Here are some records; return them all exactly.
####
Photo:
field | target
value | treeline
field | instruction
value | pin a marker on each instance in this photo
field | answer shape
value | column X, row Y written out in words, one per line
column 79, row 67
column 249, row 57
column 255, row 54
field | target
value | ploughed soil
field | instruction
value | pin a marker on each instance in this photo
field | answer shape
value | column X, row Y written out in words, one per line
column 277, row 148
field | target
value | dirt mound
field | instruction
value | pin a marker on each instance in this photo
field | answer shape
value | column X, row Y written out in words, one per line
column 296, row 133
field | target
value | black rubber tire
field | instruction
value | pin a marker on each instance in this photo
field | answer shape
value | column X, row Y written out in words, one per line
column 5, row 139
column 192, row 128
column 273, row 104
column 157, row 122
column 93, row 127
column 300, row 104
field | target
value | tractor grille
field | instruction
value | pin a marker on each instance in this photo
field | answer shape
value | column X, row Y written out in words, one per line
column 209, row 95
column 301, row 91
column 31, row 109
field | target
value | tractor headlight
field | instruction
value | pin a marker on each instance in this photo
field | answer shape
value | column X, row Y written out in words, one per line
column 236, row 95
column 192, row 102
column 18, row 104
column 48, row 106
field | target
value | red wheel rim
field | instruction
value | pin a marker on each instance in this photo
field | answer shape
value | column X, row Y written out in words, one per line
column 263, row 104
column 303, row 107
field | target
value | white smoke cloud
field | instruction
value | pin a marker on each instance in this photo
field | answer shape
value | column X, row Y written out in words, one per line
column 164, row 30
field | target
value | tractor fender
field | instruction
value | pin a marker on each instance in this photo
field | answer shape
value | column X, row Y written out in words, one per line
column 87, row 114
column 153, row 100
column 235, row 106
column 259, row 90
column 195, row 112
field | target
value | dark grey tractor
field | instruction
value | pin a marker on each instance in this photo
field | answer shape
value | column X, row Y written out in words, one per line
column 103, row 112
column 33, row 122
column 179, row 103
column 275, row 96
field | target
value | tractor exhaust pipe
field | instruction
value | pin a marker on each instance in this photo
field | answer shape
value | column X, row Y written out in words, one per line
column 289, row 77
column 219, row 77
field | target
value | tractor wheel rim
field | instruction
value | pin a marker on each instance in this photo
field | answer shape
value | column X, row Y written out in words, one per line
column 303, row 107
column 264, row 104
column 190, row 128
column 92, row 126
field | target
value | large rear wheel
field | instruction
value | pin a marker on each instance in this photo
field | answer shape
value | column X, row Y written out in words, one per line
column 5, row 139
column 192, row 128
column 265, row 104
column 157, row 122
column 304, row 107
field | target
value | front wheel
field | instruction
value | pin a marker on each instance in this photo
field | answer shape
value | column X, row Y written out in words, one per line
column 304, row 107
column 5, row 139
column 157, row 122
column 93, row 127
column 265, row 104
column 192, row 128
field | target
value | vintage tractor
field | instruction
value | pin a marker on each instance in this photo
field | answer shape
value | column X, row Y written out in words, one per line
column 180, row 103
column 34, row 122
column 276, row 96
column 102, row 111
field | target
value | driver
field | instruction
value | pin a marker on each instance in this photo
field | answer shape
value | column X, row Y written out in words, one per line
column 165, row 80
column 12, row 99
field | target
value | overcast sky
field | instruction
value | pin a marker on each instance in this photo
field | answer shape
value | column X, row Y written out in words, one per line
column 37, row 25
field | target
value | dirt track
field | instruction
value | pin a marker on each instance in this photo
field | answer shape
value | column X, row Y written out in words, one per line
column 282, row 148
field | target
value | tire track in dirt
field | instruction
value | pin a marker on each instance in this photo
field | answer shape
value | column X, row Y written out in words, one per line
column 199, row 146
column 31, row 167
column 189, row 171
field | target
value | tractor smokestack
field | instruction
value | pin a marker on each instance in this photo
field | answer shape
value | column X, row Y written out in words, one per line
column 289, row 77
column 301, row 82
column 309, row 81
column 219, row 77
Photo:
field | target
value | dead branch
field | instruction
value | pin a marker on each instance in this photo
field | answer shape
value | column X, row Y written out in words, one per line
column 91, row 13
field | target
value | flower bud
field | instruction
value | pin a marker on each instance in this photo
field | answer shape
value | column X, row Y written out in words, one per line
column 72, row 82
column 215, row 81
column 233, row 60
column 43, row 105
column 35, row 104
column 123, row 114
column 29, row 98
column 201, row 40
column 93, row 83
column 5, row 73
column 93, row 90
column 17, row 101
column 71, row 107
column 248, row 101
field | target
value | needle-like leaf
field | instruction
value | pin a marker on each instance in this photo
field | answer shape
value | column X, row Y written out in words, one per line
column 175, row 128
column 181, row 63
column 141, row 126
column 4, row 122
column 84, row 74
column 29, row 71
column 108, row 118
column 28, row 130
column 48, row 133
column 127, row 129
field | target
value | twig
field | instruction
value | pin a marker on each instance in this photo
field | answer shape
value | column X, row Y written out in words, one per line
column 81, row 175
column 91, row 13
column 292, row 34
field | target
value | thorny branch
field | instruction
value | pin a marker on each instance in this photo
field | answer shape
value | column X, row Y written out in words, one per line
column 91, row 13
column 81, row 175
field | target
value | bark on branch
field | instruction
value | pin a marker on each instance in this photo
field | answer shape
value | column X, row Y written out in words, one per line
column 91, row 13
####
**The result**
Photo:
field | target
value | treeline
field | instruction
value | pin a marker on each instance in this photo
field | answer shape
value | column X, row Y written out in words, one per line
column 79, row 67
column 249, row 57
column 255, row 54
field | target
value | ploughed soil
field | instruction
value | pin a marker on each instance in this photo
field | answer shape
value | column X, row Y written out in words, one per line
column 277, row 148
field | target
value | dirt mound
field | instruction
value | pin a marker on each instance in this photo
field | answer shape
value | column X, row Y written out in words, one per line
column 296, row 133
field | target
value | black rubber tire
field | instruction
value | pin a marker on each instance in this photo
field | answer shape
value | column X, row Y written out in words, one per line
column 5, row 139
column 192, row 128
column 273, row 104
column 157, row 122
column 93, row 127
column 300, row 104
field | target
value | tractor grille
field | instruction
value | pin a marker on each instance in this photo
field | answer shape
value | column X, row Y written out in words, one per line
column 209, row 95
column 301, row 91
column 31, row 109
field | target
value | tractor headlight
field | instruction
value | pin a marker on each instance in this photo
field | answer shape
value | column X, row Y written out in words, one per line
column 236, row 95
column 192, row 102
column 18, row 104
column 48, row 106
field | target
value | red wheel rim
field | instruction
value | pin a marker on each instance in this photo
field | answer shape
value | column X, row Y written out in words, one per line
column 263, row 104
column 303, row 107
field | target
value | white smoke cloud
field | instruction
value | pin a marker on each instance in this photo
field | answer shape
value | column X, row Y written out in words, one per line
column 164, row 30
field | target
value | tractor fender
field | instruction
value | pin a marker on each instance in this photo
field | answer shape
value | column X, row Y written out in words, one per line
column 87, row 114
column 153, row 100
column 235, row 106
column 259, row 90
column 195, row 112
field | target
value | dark grey tractor
field | instruction
value | pin a marker on each instance in this photo
field | answer shape
value | column X, row Y written out in words, one per line
column 103, row 112
column 33, row 122
column 179, row 103
column 275, row 96
field | target
value | tractor exhaust pipe
field | instruction
value | pin a marker on each instance in this photo
field | answer shape
value | column X, row Y written out in words, one per line
column 289, row 77
column 219, row 77
field | target
value | tractor wheel rim
field | instruction
value | pin a marker on each instance in this photo
field | answer shape
value | column X, row Y written out in words, one per line
column 303, row 107
column 264, row 104
column 190, row 128
column 92, row 126
field | target
value | large rear wheel
field | instruction
value | pin a marker on each instance in this photo
field | answer shape
value | column X, row Y written out in words, one per line
column 5, row 139
column 192, row 128
column 265, row 104
column 157, row 122
column 304, row 107
field | target
value | front wheel
field | instruction
value | pin a marker on each instance in this photo
field | answer shape
value | column X, row Y written out in words, one per line
column 304, row 107
column 5, row 139
column 157, row 122
column 93, row 127
column 265, row 104
column 192, row 128
field | target
value | vintage tractor
field | instruction
value | pin a marker on each instance in this photo
field | answer shape
value | column X, row Y written out in words, one per line
column 180, row 103
column 34, row 122
column 276, row 96
column 102, row 111
field | target
value | driver
field | instruction
value | pin a marker on each instance in this photo
field | answer shape
value | column X, row Y written out in words, one per line
column 165, row 80
column 12, row 99
field | target
value | overcast sky
field | instruction
value | pin a marker on each instance in this photo
field | answer shape
value | column X, row Y written out in words, one per line
column 37, row 25
field | target
value | dirt track
field | instruction
value | pin a marker on each instance in this photo
field | answer shape
value | column X, row Y written out in words, one per line
column 282, row 148
field | target
value | tire track in dirt
field | instruction
value | pin a marker on each instance in this photo
field | answer shape
value | column X, row Y written out in words, one per line
column 199, row 146
column 31, row 167
column 189, row 171
field | target
value | tractor smokestack
field | instruction
value | pin a marker on each instance in this photo
field | answer shape
value | column X, row Y written out in words, one per line
column 289, row 77
column 301, row 82
column 309, row 81
column 219, row 77
Photo:
field | target
value | dead branch
field | instruction
value | pin a marker on each instance in this photo
field | answer shape
value | column X, row Y written out in words, one per line
column 91, row 13
field | target
value | flower bud
field | instruction
value | pin a marker on each instance in this photo
field | answer shape
value | column X, row Y written out in words, one per line
column 72, row 82
column 215, row 81
column 233, row 60
column 43, row 105
column 35, row 104
column 123, row 114
column 29, row 98
column 201, row 40
column 93, row 83
column 5, row 73
column 93, row 90
column 17, row 101
column 71, row 107
column 248, row 101
field | target
value | needle-like leaf
field | instruction
value | pin a marker on each instance in this photo
field | answer shape
value | column X, row Y written out in words, one per line
column 175, row 128
column 181, row 63
column 141, row 126
column 4, row 122
column 84, row 74
column 29, row 71
column 108, row 118
column 28, row 130
column 48, row 133
column 127, row 129
field | target
value | twig
field | instruction
value | pin a marker on each instance in this photo
field | answer shape
value | column X, row Y written out in words, one per line
column 81, row 175
column 91, row 13
column 292, row 34
field | target
value | thorny branch
field | instruction
value | pin a marker on each instance in this photo
field | answer shape
value | column X, row Y written out in words, one per line
column 91, row 13
column 81, row 175
field | target
value | bark on branch
field | instruction
value | pin a marker on each instance in this photo
field | answer shape
value | column X, row Y written out in words, one per line
column 91, row 13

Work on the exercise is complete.